→ Consignes:
(a) Répondez aux questions suivantes d'après le texte sur les élections serbes.
(i) Combien de morts les deux fusillades de mai ont-elles fait ?
(ii) Dans combien de communes des élections municipales auront-elles lieu en même temps ?
(iii) Quel score les sondages accordent-ils au SNS ?
(b) Reprenez le texte sur les élections serbes après sa dernière phrase et prolongez-le.

→ Extrait cité:

┄┄┄┄┄┄┄┄┄┄┄┄┄┄┄┄┄┄┄┄

Ce dimanche, les Serbes éliront leur nouveau Parlement. Les électeurs auront alors l'occasion de se débarrasser du président Aleksandar Vucic, chef d'un pouvoir autoritaire et favorable à la Russie. Les plus grands concurrents sont les membres de l'opposition unie «Serbie contre la violence».
Ont-ils une chance? Y aurait-il enfin la paix avec le Kosovo? Y aurait-il des émeutes? Ou tout resterait-il comme avant? Voici tout ce qu'il faut savoir sur les élections.
1) Pourquoi Vucic voulait-il convoquer des élections anticipées?
Deux fusillades en mai, qui ont fait 18 morts, ont déclenché des manifestations massives au cours desquelles des dizaines de milliers de personnes sont descendues dans les rues. Ils ont reproché à Aleksandar Vucic d'alimenter un climat de haine et de glorification de la violence et ont exigé sa démission.
Le conflit avec le Kosovo, où des Serbes ont tué un policier en septembre, joue également un rôle. L'UE fait pression sur les deux pays pour qu'ils améliorent leurs relations s'ils veulent être admis dans l'Union.
En raison de la pression de l'opinion publique, Aleksandar Vucic a dissous le Parlement à l'automne et fixé de nouvelles élections au 17 décembre, dans un délai si court que l'opposition n'a pas eu le temps de se former. Parallèlement, des élections municipales auront lieu dans 65 communes, dont Belgrade. Le gouvernement actuel n'est en place que depuis avril 2022.
Qui gagnera les élections?
18 alliances électorales se disputent les faveurs des électeurs. Une victoire du SNS, le parti progressiste de Aleksandar Vucic, est considérée comme probable. Les sondages lui donnent près de 40%.

┄┄┄┄┄┄┄┄┄┄┄┄┄┄┄┄┄┄┄┄

→ Données fournies:
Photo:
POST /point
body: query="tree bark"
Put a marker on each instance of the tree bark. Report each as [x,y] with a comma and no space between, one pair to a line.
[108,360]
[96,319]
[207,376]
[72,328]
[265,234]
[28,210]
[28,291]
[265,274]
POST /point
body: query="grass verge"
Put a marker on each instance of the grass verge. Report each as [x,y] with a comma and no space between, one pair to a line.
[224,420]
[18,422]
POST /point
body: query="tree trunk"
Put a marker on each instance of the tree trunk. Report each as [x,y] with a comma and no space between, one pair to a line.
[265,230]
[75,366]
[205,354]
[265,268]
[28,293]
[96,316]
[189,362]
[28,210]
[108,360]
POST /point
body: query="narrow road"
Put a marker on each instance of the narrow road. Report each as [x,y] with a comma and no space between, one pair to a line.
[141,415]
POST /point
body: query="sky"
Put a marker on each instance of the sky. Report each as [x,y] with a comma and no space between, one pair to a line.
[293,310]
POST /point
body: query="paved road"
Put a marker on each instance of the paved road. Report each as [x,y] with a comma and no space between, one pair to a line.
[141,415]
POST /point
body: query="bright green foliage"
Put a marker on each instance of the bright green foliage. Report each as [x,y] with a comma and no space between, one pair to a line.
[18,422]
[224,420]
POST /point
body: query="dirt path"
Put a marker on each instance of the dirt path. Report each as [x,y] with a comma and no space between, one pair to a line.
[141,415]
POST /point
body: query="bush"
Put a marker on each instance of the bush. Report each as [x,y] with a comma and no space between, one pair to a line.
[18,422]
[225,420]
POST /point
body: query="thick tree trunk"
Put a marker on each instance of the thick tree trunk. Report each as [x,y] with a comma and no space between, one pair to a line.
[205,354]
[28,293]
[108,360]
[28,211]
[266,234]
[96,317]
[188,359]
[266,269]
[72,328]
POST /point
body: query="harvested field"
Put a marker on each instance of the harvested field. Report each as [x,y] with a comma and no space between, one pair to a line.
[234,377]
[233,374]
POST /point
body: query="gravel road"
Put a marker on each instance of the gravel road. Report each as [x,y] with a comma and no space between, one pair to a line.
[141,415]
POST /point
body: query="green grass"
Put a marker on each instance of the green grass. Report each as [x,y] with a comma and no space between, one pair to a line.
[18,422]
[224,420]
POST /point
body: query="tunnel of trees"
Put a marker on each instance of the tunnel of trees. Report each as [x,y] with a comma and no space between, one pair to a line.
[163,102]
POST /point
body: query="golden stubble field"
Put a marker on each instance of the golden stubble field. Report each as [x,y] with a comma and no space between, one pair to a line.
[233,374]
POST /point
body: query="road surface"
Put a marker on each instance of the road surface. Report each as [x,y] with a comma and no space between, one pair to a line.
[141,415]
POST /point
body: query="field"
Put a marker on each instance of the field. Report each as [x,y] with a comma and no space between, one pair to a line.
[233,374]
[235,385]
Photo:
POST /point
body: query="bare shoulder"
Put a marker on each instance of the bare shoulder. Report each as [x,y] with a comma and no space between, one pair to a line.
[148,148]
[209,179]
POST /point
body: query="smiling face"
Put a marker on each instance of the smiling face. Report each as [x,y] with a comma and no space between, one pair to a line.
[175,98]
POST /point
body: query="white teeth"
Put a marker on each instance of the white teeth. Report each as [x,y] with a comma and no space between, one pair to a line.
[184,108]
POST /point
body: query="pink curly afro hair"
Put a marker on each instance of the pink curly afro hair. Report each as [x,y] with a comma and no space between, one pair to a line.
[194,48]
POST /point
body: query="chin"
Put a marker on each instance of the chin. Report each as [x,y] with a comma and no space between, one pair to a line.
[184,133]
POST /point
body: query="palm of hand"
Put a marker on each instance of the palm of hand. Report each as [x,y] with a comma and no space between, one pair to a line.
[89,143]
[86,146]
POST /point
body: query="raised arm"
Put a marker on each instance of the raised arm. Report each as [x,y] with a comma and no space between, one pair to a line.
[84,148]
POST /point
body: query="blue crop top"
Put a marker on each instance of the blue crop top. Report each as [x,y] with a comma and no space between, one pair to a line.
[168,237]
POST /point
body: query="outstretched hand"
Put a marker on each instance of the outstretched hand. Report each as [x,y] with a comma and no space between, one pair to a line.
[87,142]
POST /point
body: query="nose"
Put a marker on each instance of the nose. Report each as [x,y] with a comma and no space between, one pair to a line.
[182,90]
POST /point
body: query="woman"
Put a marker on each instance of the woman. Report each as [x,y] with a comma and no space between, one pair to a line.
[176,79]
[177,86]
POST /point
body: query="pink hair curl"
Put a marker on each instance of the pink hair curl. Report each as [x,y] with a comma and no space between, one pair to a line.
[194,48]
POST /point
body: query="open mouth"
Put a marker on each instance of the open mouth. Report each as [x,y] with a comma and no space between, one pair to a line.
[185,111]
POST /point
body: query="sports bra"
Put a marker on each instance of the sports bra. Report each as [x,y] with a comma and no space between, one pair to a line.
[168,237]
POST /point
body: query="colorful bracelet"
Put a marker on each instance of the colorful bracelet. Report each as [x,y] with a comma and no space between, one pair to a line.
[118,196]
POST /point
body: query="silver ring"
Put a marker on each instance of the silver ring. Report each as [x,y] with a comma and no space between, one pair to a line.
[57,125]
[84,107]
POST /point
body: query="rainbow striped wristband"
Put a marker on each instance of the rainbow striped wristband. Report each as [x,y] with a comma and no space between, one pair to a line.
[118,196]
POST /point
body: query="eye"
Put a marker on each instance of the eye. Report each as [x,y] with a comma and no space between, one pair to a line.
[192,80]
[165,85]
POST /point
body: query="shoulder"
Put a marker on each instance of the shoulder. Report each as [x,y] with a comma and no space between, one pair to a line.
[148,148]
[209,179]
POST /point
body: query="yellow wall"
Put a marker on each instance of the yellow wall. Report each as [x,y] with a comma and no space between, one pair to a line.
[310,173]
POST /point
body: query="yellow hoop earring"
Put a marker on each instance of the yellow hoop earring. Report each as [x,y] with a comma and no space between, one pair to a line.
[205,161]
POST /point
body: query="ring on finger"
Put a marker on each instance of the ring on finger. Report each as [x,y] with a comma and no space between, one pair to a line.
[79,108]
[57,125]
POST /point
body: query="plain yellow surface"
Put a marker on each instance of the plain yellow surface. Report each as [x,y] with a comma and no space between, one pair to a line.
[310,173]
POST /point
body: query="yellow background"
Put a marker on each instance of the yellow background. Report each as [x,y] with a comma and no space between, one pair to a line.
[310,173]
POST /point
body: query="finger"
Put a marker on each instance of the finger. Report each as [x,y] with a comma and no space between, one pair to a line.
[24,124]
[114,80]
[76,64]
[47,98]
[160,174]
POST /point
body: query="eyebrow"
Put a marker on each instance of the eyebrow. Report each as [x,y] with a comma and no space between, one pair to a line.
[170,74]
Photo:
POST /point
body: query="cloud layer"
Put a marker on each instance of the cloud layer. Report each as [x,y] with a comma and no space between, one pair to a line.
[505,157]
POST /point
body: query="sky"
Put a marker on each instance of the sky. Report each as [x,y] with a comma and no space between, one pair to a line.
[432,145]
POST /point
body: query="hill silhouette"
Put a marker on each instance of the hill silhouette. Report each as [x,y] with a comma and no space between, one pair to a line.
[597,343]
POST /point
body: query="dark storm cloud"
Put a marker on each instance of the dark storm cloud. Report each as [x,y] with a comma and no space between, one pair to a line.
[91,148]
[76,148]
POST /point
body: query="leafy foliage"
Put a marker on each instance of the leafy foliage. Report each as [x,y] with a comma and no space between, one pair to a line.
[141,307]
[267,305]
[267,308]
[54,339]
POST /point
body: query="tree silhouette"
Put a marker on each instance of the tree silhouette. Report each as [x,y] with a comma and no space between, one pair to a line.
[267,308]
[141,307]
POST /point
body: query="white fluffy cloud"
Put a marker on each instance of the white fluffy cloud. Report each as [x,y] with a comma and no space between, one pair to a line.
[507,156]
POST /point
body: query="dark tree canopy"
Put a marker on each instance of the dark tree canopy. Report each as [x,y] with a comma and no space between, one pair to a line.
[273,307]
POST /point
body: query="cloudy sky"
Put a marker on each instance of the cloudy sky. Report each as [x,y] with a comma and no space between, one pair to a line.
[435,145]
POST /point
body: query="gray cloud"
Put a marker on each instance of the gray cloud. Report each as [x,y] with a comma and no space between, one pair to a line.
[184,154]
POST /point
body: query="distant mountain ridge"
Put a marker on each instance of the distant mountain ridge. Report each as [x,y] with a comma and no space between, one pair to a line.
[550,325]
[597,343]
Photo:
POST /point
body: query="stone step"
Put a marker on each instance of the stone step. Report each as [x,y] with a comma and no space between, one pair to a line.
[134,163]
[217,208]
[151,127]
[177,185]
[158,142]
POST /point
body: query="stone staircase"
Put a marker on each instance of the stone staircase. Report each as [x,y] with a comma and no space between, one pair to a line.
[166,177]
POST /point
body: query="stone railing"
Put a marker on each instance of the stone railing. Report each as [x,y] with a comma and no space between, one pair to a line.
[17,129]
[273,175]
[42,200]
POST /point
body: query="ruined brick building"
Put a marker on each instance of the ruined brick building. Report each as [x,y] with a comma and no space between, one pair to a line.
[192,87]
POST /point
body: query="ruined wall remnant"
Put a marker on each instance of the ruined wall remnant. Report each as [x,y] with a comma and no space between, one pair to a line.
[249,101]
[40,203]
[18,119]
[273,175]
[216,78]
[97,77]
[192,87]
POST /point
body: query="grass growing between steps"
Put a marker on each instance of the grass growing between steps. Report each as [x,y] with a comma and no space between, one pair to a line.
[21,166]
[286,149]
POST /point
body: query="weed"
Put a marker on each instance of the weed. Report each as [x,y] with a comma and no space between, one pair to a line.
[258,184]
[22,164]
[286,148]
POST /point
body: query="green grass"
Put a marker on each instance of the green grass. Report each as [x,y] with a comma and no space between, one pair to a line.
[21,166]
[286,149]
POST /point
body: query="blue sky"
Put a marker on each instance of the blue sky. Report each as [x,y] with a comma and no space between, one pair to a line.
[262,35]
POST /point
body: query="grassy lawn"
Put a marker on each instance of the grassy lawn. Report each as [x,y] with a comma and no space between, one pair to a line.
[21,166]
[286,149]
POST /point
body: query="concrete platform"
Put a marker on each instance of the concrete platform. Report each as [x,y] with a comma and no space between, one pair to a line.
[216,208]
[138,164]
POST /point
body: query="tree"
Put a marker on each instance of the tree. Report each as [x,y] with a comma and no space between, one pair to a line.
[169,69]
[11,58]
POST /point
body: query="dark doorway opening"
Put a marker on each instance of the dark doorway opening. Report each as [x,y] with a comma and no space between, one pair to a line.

┄┄┄┄┄┄┄┄┄┄┄┄┄┄┄┄┄┄┄┄

→ Réponses par consigne:
(a)
(i) 18 morts.
(ii) Dans 65 communes, dont Belgrade.
(iii) Près de 40 %.

(b)
L'opposition unie, qui se présente sous le nom de «Serbie contre la violence», suit avec 25%. C'est la première fois qu'une alliance aussi large se présente aux élections et obtient d'aussi bons résultats dans les sondages. Mais comme Aleksandar Vucic contrôle les médias, l'opposition a peu de visibilité.
Y aura-t-il des émeutes en cas de défaite de Vucic?
«A court terme, il pourrait y avoir des moments délicats comme des manifestations de diverses tendances et des violences policières», estime Konrad Clewing de l'Institut Leibniz pour la recherche sur l'Europe de l'Est et du Sud-Est. Il serait alors possible que les services secrets proches du Kremlin fassent appel à Moscou.
L'expert suisse des Balkans Daniel Bochsler de la Central European University à Vienne prend comme exemple la Macédoine et le Monténégro: «Il y a eu beaucoup de discussions et de menaces lorsqu'un changement de pouvoir s'est dessiné. Mais la situation n'a pas dégénéré davantage.»
Quels sont les thèmes électoraux?
Le développement économique, la relation avec le Kosovo, la démocratisation ainsi que la violence rampante. La violence est même glorifiée dans les programmes de divertissement télévisés, où des hommes détruisent des meubles et menacent les femmes, et où un condamné donne des conseils sur la manière de tuer quelqu'un en prison sans laisser de traces.
5) Que signifie le résultat des élections pour le Kosovo?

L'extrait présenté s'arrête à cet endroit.